AIM OF THE TASK =>
Output the lines from the one containing "</instance>" through the end of the rows, both ends included, as a JSON list of strings with one string per line and blank lines left out.

Saved data entries:
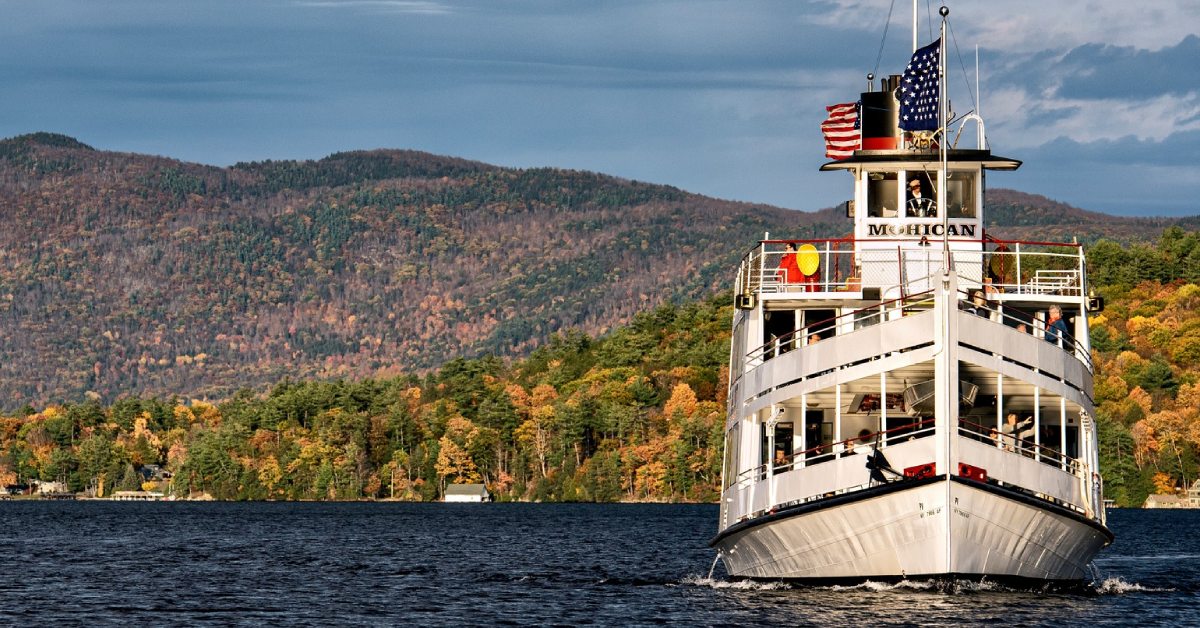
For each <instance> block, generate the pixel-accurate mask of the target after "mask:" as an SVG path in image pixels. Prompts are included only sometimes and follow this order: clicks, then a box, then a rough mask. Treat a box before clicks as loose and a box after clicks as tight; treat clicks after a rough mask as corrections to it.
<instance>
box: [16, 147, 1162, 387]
mask: <svg viewBox="0 0 1200 628" xmlns="http://www.w3.org/2000/svg"><path fill="white" fill-rule="evenodd" d="M829 185H830V186H836V185H846V180H845V179H844V178H841V177H838V175H830V178H829ZM991 198H994V199H996V201H995V203H997V204H996V205H995V208H990V209H989V211H992V210H994V215H995V217H996V219H997V220H994V221H991V225H990V227H989V233H990V234H991V235H996V237H1002V238H1015V237H1025V238H1032V239H1043V240H1044V239H1048V238H1050V237H1060V238H1062V239H1067V240H1069V239H1070V238H1079V239H1080V240H1081V241H1091V240H1092V239H1094V238H1098V237H1099V235H1104V234H1109V235H1110V237H1112V234H1114V232H1120V234H1122V238H1126V239H1141V240H1150V241H1152V240H1153V239H1156V238H1157V234H1158V233H1160V231H1162V228H1164V227H1165V226H1166V225H1169V223H1170V222H1172V221H1164V220H1145V219H1115V217H1112V216H1104V215H1100V214H1088V213H1082V211H1081V210H1076V209H1074V208H1068V207H1066V205H1061V204H1056V203H1054V202H1051V201H1048V199H1044V198H1040V197H1031V196H1027V195H1020V193H1016V192H1004V191H996V192H995V193H994V195H992V196H991ZM0 219H2V220H4V223H5V226H6V228H5V229H2V231H0V408H8V409H12V408H17V407H19V406H22V405H24V403H32V405H36V406H40V407H41V406H46V405H48V403H52V402H78V401H83V400H85V399H94V400H97V401H100V402H101V403H112V402H113V401H115V400H118V399H120V397H121V396H126V395H140V396H146V395H149V396H154V395H160V396H162V395H180V396H181V397H185V399H191V397H196V399H208V400H210V401H218V400H222V399H226V397H228V396H229V395H230V394H232V393H233V391H234V390H238V389H240V388H244V387H250V388H252V389H254V390H259V391H265V390H266V389H268V388H269V387H270V385H271V384H272V383H275V382H278V381H280V379H282V378H284V377H292V378H294V379H310V378H318V379H335V378H352V379H360V378H367V377H388V376H391V375H397V373H409V372H425V370H427V369H431V367H434V366H438V365H440V364H443V363H445V361H446V360H449V359H452V358H456V357H468V358H470V357H479V355H500V357H520V355H527V354H528V353H529V352H530V351H533V349H534V348H538V347H540V346H542V343H544V342H545V341H546V339H548V337H550V336H551V335H552V334H554V333H557V331H559V330H565V329H580V330H583V331H584V333H588V334H593V335H596V334H602V333H605V331H607V330H610V329H613V328H614V327H617V325H619V324H622V323H625V322H629V321H630V319H631V318H632V316H634V315H635V313H636V312H641V311H646V310H648V309H653V307H654V306H656V305H659V304H662V303H677V304H679V303H686V301H689V300H694V299H701V298H704V297H707V295H710V294H714V293H718V292H721V291H727V289H728V285H730V280H731V277H732V269H733V268H736V262H737V259H738V258H739V257H740V256H742V255H743V253H744V252H745V251H746V250H749V249H750V247H751V246H752V245H754V243H756V241H757V240H758V239H761V238H762V235H763V233H764V232H770V234H772V235H773V237H775V238H806V237H841V235H846V234H847V233H848V231H850V222H848V220H847V219H846V217H845V216H842V215H839V214H838V213H836V211H834V210H832V209H828V210H822V211H816V213H803V211H792V210H785V209H779V208H770V207H762V205H751V204H745V203H734V202H726V201H716V199H712V198H706V197H701V196H696V195H690V193H688V192H684V191H682V190H677V189H673V187H668V186H661V185H648V184H641V183H636V181H628V180H622V179H616V178H611V177H605V175H600V174H594V173H586V172H574V171H560V169H551V168H538V169H508V168H498V167H494V166H488V165H485V163H479V162H472V161H466V160H458V159H451V157H440V156H436V155H428V154H421V152H414V151H401V150H377V151H358V152H342V154H336V155H331V156H329V157H326V159H324V160H319V161H302V162H296V161H282V162H263V163H242V165H236V166H234V167H230V168H216V167H209V166H200V165H194V163H184V162H179V161H175V160H170V159H166V157H154V156H144V155H131V154H118V152H106V151H100V150H95V149H92V148H91V146H88V145H85V144H83V143H80V142H78V140H74V139H72V138H68V137H64V136H56V134H50V133H36V134H31V136H22V137H17V138H11V139H6V140H2V142H0ZM1122 241H1127V240H1122Z"/></svg>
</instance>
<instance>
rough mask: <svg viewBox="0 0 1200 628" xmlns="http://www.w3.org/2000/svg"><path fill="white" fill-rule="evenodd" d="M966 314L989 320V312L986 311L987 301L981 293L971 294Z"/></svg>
mask: <svg viewBox="0 0 1200 628" xmlns="http://www.w3.org/2000/svg"><path fill="white" fill-rule="evenodd" d="M966 310H967V311H968V312H971V313H973V315H976V316H982V317H984V318H989V317H990V315H991V312H989V311H988V299H985V298H984V295H983V291H972V292H971V305H968V306H967V309H966Z"/></svg>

ANSWER TO THIS PROBLEM =>
[
  "</instance>",
  "<instance>",
  "rough mask: <svg viewBox=\"0 0 1200 628\" xmlns=\"http://www.w3.org/2000/svg\"><path fill=\"white\" fill-rule=\"evenodd\" d=\"M966 314L989 320V312L986 311L987 301L981 293L971 294Z\"/></svg>",
  "mask: <svg viewBox=\"0 0 1200 628\" xmlns=\"http://www.w3.org/2000/svg\"><path fill=\"white\" fill-rule=\"evenodd\" d=\"M966 310H967V311H968V312H971V313H973V315H976V316H982V317H984V318H989V317H990V315H991V312H989V311H988V299H985V298H984V295H983V291H972V292H971V305H968V306H967V309H966Z\"/></svg>"
]